Data section |
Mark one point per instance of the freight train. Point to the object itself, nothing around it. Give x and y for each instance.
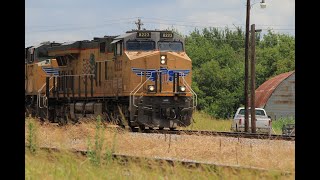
(141, 79)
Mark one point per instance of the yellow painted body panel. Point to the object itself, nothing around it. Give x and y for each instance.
(35, 77)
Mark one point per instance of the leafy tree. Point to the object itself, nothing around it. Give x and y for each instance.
(218, 65)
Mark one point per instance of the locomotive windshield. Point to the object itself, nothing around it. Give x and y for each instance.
(170, 46)
(140, 45)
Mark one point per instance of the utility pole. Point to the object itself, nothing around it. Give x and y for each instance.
(246, 69)
(253, 77)
(139, 24)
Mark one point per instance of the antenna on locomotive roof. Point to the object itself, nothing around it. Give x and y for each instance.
(139, 24)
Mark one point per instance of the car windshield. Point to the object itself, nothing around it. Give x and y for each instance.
(170, 46)
(140, 45)
(258, 112)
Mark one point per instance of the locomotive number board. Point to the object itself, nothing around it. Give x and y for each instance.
(143, 34)
(166, 35)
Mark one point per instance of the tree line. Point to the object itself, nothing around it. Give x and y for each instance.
(218, 65)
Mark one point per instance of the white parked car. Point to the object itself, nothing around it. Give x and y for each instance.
(263, 121)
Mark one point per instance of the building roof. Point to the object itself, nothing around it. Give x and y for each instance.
(264, 91)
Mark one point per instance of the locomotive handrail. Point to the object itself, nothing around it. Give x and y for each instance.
(195, 103)
(39, 95)
(130, 101)
(140, 88)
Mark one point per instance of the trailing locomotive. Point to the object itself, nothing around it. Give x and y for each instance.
(141, 79)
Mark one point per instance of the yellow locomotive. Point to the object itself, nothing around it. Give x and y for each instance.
(141, 78)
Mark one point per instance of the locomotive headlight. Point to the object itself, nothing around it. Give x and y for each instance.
(163, 59)
(151, 88)
(182, 88)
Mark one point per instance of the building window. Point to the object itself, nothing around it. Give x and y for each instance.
(103, 47)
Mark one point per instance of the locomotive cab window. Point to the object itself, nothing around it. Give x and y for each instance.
(170, 46)
(140, 45)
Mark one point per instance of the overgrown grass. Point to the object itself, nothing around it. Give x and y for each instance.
(278, 124)
(203, 121)
(64, 165)
(31, 136)
(273, 155)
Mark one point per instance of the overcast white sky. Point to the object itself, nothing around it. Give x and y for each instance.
(70, 20)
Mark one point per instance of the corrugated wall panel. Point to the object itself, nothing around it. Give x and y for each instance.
(281, 103)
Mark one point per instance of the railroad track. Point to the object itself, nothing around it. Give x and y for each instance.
(211, 133)
(227, 134)
(170, 161)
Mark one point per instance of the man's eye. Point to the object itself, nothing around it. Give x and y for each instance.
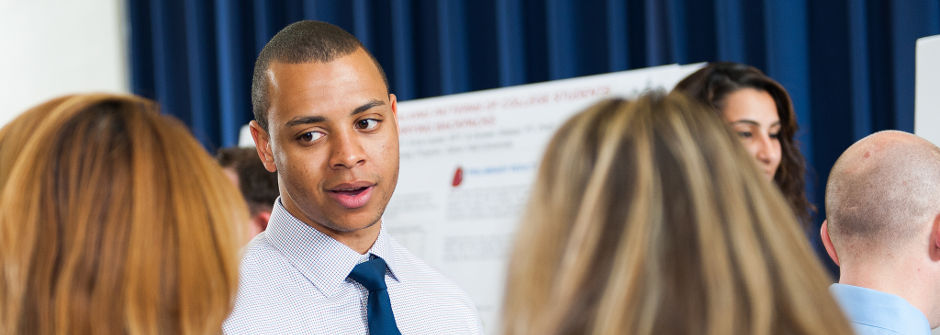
(310, 136)
(367, 124)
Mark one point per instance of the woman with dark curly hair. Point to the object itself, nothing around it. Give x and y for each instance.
(760, 111)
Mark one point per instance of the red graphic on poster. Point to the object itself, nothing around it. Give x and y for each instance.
(458, 177)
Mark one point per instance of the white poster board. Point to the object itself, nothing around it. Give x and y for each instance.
(927, 89)
(466, 164)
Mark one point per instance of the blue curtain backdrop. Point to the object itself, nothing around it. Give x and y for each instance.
(849, 65)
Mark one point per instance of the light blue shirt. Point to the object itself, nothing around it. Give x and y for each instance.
(294, 281)
(873, 312)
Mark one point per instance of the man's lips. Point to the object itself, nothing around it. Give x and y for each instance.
(352, 195)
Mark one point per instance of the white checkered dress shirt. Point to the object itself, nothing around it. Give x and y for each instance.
(294, 281)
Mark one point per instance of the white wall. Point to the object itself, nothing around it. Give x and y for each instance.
(54, 47)
(927, 90)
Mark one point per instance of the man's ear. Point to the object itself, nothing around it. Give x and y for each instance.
(827, 242)
(263, 145)
(260, 220)
(935, 238)
(393, 100)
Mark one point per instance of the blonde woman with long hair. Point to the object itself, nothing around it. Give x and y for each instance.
(643, 221)
(114, 221)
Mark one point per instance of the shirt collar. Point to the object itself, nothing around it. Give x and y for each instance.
(324, 261)
(879, 309)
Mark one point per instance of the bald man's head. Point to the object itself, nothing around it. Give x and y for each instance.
(882, 192)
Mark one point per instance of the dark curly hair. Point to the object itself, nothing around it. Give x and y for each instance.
(713, 83)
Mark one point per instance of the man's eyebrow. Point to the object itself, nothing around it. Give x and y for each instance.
(317, 119)
(754, 123)
(367, 106)
(305, 120)
(748, 122)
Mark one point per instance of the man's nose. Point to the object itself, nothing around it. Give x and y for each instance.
(347, 150)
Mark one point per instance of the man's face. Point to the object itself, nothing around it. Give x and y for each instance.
(333, 139)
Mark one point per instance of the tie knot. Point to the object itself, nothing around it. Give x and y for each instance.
(370, 274)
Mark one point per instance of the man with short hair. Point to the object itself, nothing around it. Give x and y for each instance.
(258, 186)
(325, 121)
(883, 230)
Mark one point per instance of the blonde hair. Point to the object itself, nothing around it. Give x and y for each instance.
(115, 221)
(643, 221)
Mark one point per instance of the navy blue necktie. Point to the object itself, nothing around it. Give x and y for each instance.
(371, 274)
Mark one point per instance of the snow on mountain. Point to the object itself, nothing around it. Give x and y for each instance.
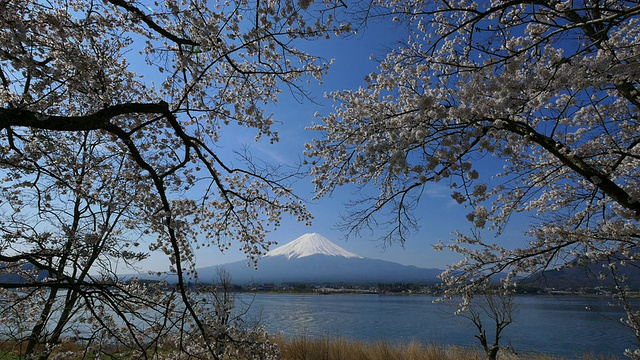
(311, 244)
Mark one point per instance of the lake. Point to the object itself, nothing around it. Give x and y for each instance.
(556, 325)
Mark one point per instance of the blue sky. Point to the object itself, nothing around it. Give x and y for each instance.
(440, 215)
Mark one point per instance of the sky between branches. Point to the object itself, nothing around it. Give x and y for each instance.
(440, 214)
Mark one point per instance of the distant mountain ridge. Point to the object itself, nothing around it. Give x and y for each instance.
(308, 245)
(312, 258)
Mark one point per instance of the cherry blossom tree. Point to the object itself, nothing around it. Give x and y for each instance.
(547, 92)
(110, 112)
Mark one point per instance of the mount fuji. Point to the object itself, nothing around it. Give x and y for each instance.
(312, 258)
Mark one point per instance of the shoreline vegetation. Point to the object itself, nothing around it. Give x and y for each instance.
(302, 348)
(343, 349)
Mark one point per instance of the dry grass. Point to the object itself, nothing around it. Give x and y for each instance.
(340, 349)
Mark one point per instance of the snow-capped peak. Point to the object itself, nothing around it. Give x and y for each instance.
(310, 244)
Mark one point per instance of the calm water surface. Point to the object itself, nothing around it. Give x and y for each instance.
(545, 324)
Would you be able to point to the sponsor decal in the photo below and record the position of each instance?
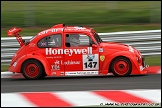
(50, 30)
(102, 58)
(32, 44)
(56, 65)
(43, 44)
(100, 49)
(90, 57)
(70, 52)
(70, 62)
(90, 62)
(82, 73)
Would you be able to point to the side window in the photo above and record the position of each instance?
(75, 40)
(50, 41)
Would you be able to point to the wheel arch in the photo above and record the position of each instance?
(32, 59)
(109, 67)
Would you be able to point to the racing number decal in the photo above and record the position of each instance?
(90, 62)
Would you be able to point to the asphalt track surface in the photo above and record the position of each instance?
(80, 83)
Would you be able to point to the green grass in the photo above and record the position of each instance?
(100, 28)
(48, 13)
(150, 60)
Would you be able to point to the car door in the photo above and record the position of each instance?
(52, 48)
(80, 58)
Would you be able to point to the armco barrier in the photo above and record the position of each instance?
(148, 42)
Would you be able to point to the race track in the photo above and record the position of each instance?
(151, 81)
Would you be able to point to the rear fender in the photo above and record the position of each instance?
(36, 57)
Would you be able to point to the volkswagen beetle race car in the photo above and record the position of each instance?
(71, 51)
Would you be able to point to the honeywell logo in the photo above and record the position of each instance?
(70, 52)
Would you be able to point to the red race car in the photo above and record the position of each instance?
(73, 50)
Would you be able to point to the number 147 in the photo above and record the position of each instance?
(90, 64)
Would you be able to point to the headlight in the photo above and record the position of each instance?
(138, 59)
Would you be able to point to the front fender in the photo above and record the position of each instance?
(38, 57)
(110, 57)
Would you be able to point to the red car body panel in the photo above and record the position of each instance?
(62, 61)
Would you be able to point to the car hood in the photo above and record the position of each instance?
(115, 45)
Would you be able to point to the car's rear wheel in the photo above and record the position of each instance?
(33, 69)
(121, 66)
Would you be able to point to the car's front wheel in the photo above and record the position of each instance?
(33, 69)
(121, 66)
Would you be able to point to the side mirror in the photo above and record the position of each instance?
(94, 46)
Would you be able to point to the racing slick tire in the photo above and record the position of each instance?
(121, 66)
(33, 69)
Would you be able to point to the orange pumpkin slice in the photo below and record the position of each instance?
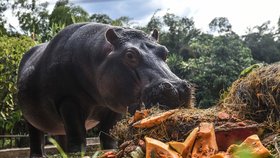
(185, 148)
(221, 155)
(253, 144)
(158, 149)
(154, 120)
(205, 144)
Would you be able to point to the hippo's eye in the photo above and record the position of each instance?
(163, 55)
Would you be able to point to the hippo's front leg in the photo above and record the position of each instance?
(37, 142)
(106, 123)
(74, 121)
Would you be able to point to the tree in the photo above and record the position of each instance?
(181, 31)
(101, 18)
(33, 17)
(154, 23)
(220, 25)
(3, 8)
(221, 60)
(65, 13)
(263, 43)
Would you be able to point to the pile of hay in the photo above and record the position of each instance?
(176, 127)
(256, 96)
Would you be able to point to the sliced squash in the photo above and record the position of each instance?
(221, 155)
(185, 148)
(153, 120)
(205, 144)
(177, 146)
(253, 144)
(158, 149)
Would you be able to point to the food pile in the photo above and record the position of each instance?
(256, 96)
(249, 113)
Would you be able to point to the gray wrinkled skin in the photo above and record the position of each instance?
(90, 73)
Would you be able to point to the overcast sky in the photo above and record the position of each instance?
(241, 13)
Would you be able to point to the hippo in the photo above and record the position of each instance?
(89, 74)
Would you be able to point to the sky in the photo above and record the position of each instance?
(240, 13)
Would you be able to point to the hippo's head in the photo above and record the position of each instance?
(135, 71)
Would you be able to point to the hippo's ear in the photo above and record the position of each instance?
(155, 34)
(112, 37)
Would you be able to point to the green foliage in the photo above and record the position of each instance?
(11, 51)
(221, 61)
(181, 31)
(33, 17)
(263, 43)
(101, 18)
(58, 147)
(220, 25)
(3, 8)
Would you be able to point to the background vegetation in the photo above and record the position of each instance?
(212, 60)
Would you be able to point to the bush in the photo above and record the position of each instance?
(221, 60)
(11, 51)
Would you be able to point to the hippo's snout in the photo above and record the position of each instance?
(168, 94)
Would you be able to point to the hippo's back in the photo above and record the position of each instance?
(48, 72)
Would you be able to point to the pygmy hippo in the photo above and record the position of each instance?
(89, 73)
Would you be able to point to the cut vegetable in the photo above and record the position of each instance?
(158, 149)
(221, 155)
(185, 148)
(154, 120)
(205, 144)
(253, 144)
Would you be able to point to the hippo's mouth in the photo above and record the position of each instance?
(167, 95)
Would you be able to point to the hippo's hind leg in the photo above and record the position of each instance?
(37, 142)
(74, 125)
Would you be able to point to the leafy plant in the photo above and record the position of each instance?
(11, 51)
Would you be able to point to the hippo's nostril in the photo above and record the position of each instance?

Task directions |
The answer must be the lines from the one containing "Would you be able to point to the background" through the last line of the records, written out exactly; please include nothing more.

Written solution |
Would you be able to point to the background vegetation in the photo above and record the position of each instance?
(212, 60)
Would you be able to point to the bush in the photo above and record the position of each instance?
(221, 60)
(11, 51)
Would you be able to point to the hippo's snout in the photo above and record the position of each instance?
(168, 94)
Would you be able to point to the hippo's back in the photo above and record the position of each instance?
(48, 72)
Would you be able to point to the pygmy hippo in the photo above and record the position of each instance?
(89, 73)
Would you be able to point to the cut vegetable in the photo above and record the position of each instance?
(158, 149)
(221, 155)
(185, 148)
(154, 120)
(205, 144)
(253, 144)
Would you be able to point to the hippo's mouth in the photo above and record the position of each instance?
(167, 95)
Would you be able to point to the hippo's hind leg in the photo above and record the position of each instance?
(37, 142)
(74, 125)
Would you be able to point to the leafy plant in the photo above and record the position of each instance?
(11, 51)
Would you be able to point to the hippo's nostril in the photo above and record the position of each instance?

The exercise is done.